*Short exercise 1*.
In the excerpt on Baker Botts and the Bush family, where did George H.W. Bush meet James A. Baker III?
*Short exercise 2*.
Reproduce the passage of the Baker Botts excerpt between "Four decades later, the" and "Florida recount scenario.", inclusive.

*Document segment*.

Four decades later, the financial/political symbiosis between the Bushes and Baker Botts is stronger than ever. Indeed, no law firm in America has profited more from its association with the two Bush Administrations than Baker Botts. Much of that influence stems from the firm’s patriarch, the silver-maned, silver-tongued former Secretary of State, James A. Baker III. And now that Baker has joined George W. Bush’s campaign–he is leading the negotiations with the Kerry campaign on the presidential debates–it’s assured that he and a battalion of Baker Botts barristers are ready to man the ramparts in the event of another Florida recount scenario.

Nearly four years have passed since Baker stridently proclaimed that “the vote in Florida has been counted and then recounted. Governor George W. Bush was the winner of the vote. He was also the winner of the recount.” It scarcely matters now that Baker’s statement wasn’t true: When Baker made that pronouncement, on November 11, 2000, the recount had not even begun in two of the four counties the Gore campaign had targeted. The important thing was that Baker stuck to the script. He also kept the entire Bush legal team–which included several Baker Botts lawyers–focused and determined to win at all costs. Shortly after Bush prevailed at the US Supreme Court in 2000, Baker told an interviewer, “I think all this talk about legitimacy is way overblown.”

James A. Baker III has never doubted that the Bushes deserve to live in the White House. Their ties go back to the 1950s, when George H.W. Bush met Baker on the tennis courts at the Houston Country Club. At about the same time, Baker Botts began handling the legal work for Bush’s company, Zapata Petroleum. It was a reasonable choice: Baker Botts is the second-oldest law firm west of the Mississippi. And since its founding, it has consistently represented the looters, polluters and plutocrats. Baker’s great-grandfather Judge James A. Baker made his reputation by representing the infamous railroad robber baron Jay Gould, the man who tried to corner the gold market in 1869. Gould’s shenanigans led to “Black Friday,” when gold prices collapsed, financial panic ensued and the reputation of President Ulysses S. Grant, who had been duped by Gould, was ruined. After aligning itself with Gould, the law firm began specializing in railroad law. When oil began dominating Texas, Baker Botts began working for Big Oil.

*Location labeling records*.
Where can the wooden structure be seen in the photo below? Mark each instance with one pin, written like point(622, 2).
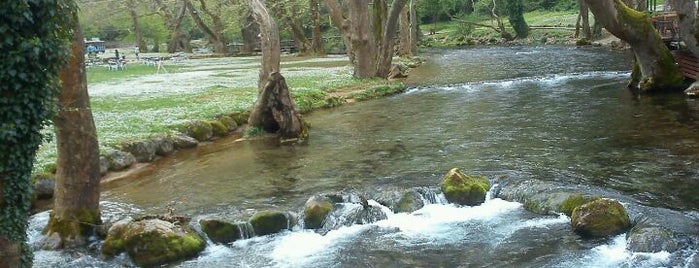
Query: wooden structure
point(667, 24)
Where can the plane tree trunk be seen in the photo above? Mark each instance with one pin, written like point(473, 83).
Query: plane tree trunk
point(76, 200)
point(656, 65)
point(275, 110)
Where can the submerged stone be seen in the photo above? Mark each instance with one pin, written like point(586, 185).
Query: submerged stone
point(315, 211)
point(600, 218)
point(464, 189)
point(651, 239)
point(269, 222)
point(152, 242)
point(222, 232)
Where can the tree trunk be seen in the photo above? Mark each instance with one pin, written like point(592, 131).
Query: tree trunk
point(275, 110)
point(585, 20)
point(515, 12)
point(689, 25)
point(138, 33)
point(76, 200)
point(370, 40)
point(249, 31)
point(657, 65)
point(317, 35)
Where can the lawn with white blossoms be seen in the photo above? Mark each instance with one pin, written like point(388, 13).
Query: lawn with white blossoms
point(155, 103)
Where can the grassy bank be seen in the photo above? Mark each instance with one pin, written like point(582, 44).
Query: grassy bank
point(550, 27)
point(142, 102)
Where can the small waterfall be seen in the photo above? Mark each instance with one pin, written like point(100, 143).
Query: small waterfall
point(245, 230)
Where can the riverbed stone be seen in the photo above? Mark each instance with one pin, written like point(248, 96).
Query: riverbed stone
point(222, 232)
point(200, 130)
point(182, 141)
point(164, 146)
point(315, 211)
point(651, 239)
point(119, 160)
point(218, 129)
point(269, 222)
point(142, 150)
point(152, 242)
point(464, 189)
point(600, 218)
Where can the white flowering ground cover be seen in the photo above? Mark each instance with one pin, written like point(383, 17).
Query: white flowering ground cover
point(157, 102)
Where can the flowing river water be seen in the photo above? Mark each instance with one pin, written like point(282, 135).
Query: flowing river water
point(556, 114)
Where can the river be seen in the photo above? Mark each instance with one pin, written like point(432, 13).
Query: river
point(557, 114)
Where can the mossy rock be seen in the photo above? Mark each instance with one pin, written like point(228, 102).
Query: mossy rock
point(574, 201)
point(600, 218)
point(269, 222)
point(218, 129)
point(155, 242)
point(228, 121)
point(220, 231)
point(315, 211)
point(464, 189)
point(199, 130)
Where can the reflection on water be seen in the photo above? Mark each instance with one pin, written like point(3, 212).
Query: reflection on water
point(551, 114)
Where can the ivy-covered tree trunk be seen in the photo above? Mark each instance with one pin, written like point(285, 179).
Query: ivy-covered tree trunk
point(658, 71)
point(76, 200)
point(689, 25)
point(34, 50)
point(370, 35)
point(275, 110)
point(515, 12)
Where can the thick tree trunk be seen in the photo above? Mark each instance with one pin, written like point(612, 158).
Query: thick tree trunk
point(689, 25)
point(317, 35)
point(275, 110)
point(370, 40)
point(76, 199)
point(656, 63)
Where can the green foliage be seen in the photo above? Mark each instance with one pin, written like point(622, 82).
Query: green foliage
point(35, 38)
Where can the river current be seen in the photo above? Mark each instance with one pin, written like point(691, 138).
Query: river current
point(556, 114)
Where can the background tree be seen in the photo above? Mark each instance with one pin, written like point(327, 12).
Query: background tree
point(275, 110)
point(370, 34)
point(76, 201)
point(215, 33)
point(656, 68)
point(34, 50)
point(515, 13)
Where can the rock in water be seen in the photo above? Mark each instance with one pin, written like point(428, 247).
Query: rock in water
point(464, 189)
point(315, 211)
point(153, 242)
point(269, 222)
point(600, 218)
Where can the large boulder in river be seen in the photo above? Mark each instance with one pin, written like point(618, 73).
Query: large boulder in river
point(224, 232)
point(599, 218)
point(151, 242)
point(269, 222)
point(142, 150)
point(119, 160)
point(464, 189)
point(315, 211)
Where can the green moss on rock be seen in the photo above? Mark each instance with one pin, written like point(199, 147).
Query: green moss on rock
point(220, 231)
point(574, 201)
point(269, 222)
point(218, 129)
point(315, 211)
point(464, 189)
point(600, 218)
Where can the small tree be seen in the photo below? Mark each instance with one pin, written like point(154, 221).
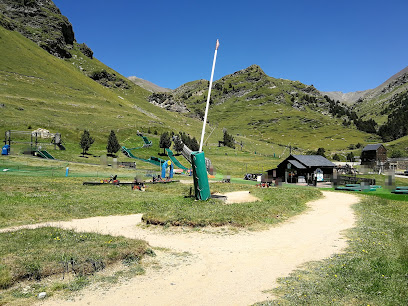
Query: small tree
point(165, 141)
point(86, 141)
point(228, 140)
point(194, 145)
point(113, 144)
point(336, 157)
point(178, 144)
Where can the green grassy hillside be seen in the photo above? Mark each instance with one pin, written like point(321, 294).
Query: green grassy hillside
point(41, 91)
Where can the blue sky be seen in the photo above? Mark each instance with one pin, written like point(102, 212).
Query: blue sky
point(334, 45)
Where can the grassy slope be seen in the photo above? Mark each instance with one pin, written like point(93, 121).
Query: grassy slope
point(39, 90)
point(371, 271)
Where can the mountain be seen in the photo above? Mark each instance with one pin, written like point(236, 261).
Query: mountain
point(147, 85)
point(277, 111)
point(362, 100)
point(70, 90)
point(40, 21)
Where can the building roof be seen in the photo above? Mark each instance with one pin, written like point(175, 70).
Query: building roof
point(372, 147)
point(297, 164)
point(314, 160)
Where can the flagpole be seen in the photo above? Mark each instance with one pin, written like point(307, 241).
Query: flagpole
point(208, 97)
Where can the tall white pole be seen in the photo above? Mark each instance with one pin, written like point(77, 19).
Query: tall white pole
point(208, 97)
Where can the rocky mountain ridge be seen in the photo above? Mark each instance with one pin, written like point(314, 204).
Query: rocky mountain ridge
point(396, 81)
point(148, 85)
point(42, 22)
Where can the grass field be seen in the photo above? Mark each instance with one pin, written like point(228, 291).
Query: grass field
point(34, 191)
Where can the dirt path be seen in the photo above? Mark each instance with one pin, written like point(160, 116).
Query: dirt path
point(222, 269)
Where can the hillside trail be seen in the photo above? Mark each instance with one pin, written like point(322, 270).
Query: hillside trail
point(205, 268)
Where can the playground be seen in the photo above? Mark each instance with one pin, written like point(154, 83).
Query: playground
point(235, 269)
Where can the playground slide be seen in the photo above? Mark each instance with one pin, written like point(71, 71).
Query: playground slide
point(61, 146)
point(45, 154)
point(147, 143)
point(153, 160)
point(174, 159)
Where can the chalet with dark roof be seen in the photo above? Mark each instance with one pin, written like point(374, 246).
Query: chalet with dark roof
point(373, 155)
point(303, 168)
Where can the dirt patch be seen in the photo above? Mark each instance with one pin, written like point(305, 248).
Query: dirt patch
point(238, 197)
point(221, 269)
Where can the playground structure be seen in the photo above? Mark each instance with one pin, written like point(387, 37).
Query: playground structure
point(400, 190)
point(358, 187)
point(170, 154)
point(14, 136)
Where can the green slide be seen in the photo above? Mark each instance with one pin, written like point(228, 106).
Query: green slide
point(153, 160)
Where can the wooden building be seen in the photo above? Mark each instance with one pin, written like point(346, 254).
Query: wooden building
point(303, 168)
point(374, 155)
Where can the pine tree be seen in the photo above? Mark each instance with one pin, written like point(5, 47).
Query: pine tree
point(113, 144)
point(228, 140)
point(194, 145)
point(86, 141)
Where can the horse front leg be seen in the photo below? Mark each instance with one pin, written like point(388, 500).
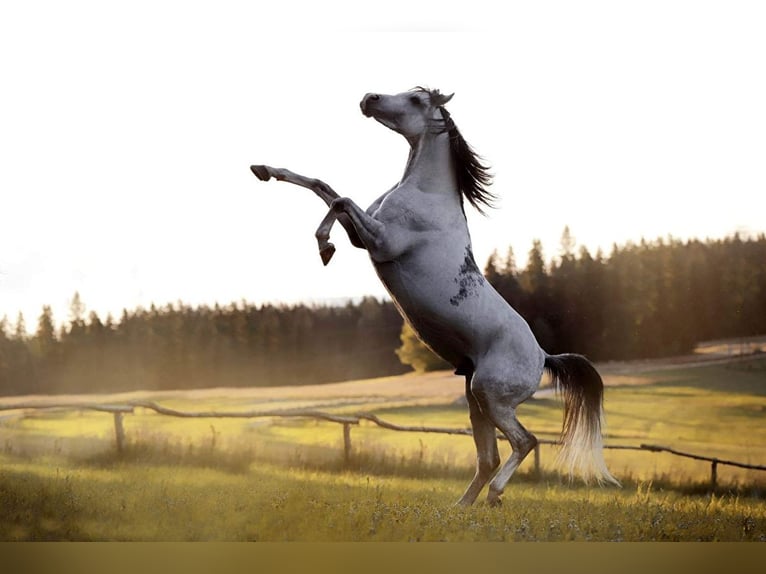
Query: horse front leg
point(369, 230)
point(320, 188)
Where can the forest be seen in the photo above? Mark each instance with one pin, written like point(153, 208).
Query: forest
point(647, 299)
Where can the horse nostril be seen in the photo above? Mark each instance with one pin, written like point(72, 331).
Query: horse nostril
point(366, 100)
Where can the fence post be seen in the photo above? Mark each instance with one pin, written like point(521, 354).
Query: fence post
point(119, 431)
point(537, 460)
point(346, 442)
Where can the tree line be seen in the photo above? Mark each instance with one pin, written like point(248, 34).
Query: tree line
point(643, 300)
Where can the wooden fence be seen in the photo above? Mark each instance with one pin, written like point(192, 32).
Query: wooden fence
point(118, 411)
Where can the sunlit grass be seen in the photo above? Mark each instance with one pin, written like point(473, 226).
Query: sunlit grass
point(271, 503)
point(61, 477)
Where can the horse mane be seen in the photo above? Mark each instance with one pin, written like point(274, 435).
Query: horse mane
point(473, 176)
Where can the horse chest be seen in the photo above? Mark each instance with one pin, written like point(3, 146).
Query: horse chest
point(406, 210)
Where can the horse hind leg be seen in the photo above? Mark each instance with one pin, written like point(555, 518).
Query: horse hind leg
point(501, 410)
point(487, 455)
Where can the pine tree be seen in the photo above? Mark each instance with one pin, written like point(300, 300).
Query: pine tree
point(414, 353)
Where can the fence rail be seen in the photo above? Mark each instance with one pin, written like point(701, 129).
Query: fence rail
point(120, 410)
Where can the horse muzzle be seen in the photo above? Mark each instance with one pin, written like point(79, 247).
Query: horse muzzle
point(367, 101)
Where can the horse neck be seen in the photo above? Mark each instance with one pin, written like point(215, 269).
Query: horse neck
point(429, 166)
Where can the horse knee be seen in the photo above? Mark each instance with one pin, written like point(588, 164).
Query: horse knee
point(487, 466)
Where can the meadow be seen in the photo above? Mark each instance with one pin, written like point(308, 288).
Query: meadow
point(276, 479)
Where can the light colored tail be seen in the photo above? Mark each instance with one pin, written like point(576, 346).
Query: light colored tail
point(583, 390)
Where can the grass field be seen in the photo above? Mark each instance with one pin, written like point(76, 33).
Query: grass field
point(285, 479)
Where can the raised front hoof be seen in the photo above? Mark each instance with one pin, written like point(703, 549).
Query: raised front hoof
point(261, 172)
point(326, 253)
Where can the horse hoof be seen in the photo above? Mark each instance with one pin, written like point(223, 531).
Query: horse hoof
point(326, 253)
point(261, 172)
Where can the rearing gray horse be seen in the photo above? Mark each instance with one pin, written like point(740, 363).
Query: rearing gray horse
point(417, 237)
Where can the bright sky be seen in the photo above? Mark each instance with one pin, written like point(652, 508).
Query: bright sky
point(127, 130)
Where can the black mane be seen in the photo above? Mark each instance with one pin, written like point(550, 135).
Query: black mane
point(473, 177)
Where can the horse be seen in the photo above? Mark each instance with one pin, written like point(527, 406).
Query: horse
point(417, 237)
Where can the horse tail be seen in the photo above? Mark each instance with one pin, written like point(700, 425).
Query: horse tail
point(583, 390)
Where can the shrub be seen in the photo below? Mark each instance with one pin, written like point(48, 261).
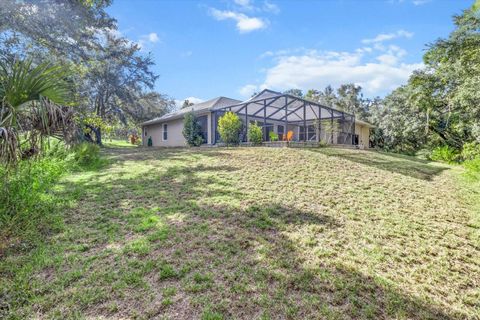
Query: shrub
point(27, 209)
point(229, 127)
point(255, 134)
point(273, 136)
point(473, 167)
point(470, 151)
point(192, 130)
point(445, 153)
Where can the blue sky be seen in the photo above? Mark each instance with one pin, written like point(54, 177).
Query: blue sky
point(204, 49)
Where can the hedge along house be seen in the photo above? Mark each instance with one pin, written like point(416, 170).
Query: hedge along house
point(283, 114)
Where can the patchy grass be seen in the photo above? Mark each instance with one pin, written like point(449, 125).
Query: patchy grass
point(254, 233)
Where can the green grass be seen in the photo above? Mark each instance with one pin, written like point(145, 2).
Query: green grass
point(258, 233)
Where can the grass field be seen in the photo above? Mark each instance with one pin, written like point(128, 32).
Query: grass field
point(254, 233)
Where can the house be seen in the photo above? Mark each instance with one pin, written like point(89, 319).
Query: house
point(273, 111)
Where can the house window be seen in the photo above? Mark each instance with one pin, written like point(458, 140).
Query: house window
point(310, 134)
point(165, 133)
point(280, 132)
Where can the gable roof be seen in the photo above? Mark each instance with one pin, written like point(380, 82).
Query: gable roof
point(202, 107)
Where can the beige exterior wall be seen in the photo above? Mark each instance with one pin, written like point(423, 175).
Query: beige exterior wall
point(363, 135)
point(174, 134)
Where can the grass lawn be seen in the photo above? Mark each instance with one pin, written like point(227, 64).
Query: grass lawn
point(254, 233)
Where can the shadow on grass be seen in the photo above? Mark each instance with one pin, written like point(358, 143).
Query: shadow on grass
point(396, 163)
point(245, 248)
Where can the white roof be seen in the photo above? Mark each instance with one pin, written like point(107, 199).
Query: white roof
point(202, 107)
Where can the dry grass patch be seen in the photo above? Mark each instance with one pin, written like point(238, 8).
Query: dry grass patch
point(256, 233)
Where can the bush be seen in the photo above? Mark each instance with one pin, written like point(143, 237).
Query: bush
point(229, 127)
point(28, 207)
point(192, 131)
point(255, 134)
point(273, 136)
point(445, 154)
point(470, 151)
point(473, 167)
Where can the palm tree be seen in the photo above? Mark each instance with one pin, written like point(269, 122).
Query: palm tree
point(31, 99)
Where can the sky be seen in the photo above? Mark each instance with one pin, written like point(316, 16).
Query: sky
point(233, 48)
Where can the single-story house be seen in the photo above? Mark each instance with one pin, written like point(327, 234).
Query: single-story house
point(273, 111)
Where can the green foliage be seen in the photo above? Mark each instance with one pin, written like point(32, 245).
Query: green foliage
point(87, 154)
point(29, 96)
point(473, 167)
point(445, 154)
point(229, 127)
point(28, 208)
point(273, 136)
point(255, 134)
point(470, 151)
point(440, 103)
point(192, 130)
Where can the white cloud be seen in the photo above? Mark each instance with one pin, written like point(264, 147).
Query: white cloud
point(388, 36)
point(244, 3)
point(270, 7)
point(147, 40)
point(377, 70)
point(186, 54)
point(248, 90)
point(153, 37)
point(193, 100)
point(420, 2)
point(244, 23)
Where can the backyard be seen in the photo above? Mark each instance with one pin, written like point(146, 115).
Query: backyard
point(267, 233)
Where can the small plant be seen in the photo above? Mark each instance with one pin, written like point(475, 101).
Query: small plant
point(273, 136)
point(473, 167)
point(470, 151)
point(192, 130)
point(229, 127)
point(445, 154)
point(255, 134)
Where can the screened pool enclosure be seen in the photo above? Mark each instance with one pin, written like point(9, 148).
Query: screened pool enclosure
point(290, 118)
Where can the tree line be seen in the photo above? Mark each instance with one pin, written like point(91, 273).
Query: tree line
point(438, 107)
point(109, 80)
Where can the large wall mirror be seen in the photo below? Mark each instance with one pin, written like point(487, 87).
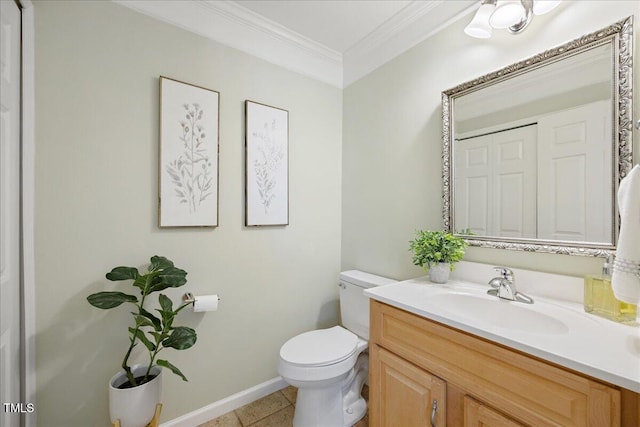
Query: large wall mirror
point(533, 153)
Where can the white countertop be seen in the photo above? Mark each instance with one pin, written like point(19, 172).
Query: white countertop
point(554, 330)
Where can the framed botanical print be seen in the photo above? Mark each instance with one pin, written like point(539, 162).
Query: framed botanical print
point(189, 121)
point(266, 165)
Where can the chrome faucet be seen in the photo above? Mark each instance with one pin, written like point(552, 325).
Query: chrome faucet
point(504, 287)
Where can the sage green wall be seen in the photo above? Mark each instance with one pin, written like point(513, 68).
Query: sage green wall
point(97, 68)
point(392, 130)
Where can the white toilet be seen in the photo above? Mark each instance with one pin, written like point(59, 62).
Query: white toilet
point(330, 366)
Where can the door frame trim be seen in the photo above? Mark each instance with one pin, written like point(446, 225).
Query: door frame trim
point(28, 310)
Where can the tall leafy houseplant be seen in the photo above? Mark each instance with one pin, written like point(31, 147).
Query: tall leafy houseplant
point(431, 248)
point(155, 331)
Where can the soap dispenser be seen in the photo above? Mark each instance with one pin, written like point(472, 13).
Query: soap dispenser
point(600, 300)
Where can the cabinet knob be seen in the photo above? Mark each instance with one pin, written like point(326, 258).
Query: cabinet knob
point(434, 410)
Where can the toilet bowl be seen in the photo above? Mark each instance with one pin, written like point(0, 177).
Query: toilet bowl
point(330, 366)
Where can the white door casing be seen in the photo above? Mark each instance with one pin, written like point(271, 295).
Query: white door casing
point(10, 265)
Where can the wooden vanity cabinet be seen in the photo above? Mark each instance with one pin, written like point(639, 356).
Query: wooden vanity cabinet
point(415, 361)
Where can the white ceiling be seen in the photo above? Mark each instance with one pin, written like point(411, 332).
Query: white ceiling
point(334, 41)
point(338, 25)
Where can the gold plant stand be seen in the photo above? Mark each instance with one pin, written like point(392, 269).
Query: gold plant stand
point(155, 421)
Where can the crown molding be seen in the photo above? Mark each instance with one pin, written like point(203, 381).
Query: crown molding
point(412, 25)
point(233, 25)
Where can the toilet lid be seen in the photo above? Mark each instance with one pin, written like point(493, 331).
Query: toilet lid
point(320, 348)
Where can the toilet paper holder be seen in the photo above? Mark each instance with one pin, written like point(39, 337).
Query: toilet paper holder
point(190, 299)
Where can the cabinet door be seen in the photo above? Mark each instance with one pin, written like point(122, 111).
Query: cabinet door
point(403, 394)
point(478, 415)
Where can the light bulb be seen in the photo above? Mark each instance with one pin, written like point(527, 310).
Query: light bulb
point(507, 13)
point(479, 26)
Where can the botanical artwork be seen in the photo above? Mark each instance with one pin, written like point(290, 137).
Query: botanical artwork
point(267, 185)
point(188, 155)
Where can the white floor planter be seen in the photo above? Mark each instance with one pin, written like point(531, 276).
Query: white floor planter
point(134, 407)
point(439, 272)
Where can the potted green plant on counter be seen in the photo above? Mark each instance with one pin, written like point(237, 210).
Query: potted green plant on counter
point(437, 252)
point(135, 391)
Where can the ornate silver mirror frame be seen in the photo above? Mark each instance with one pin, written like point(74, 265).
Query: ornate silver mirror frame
point(620, 37)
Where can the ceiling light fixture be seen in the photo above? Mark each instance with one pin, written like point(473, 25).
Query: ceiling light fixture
point(514, 15)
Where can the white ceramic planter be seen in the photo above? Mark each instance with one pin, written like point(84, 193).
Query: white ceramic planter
point(134, 407)
point(439, 272)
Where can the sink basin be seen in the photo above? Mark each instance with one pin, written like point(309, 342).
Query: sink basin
point(499, 313)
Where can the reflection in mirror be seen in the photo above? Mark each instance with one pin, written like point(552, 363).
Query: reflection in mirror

*Correct response 1*.
On the tennis courts at the Houston Country Club.

*Correct response 2*.
Four decades later, the financial/political symbiosis between the Bushes and Baker Botts is stronger than ever. Indeed, no law firm in America has profited more from its association with the two Bush Administrations than Baker Botts. Much of that influence stems from the firm’s patriarch, the silver-maned, silver-tongued former Secretary of State, James A. Baker III. And now that Baker has joined George W. Bush’s campaign–he is leading the negotiations with the Kerry campaign on the presidential debates–it’s assured that he and a battalion of Baker Botts barristers are ready to man the ramparts in the event of another Florida recount scenario.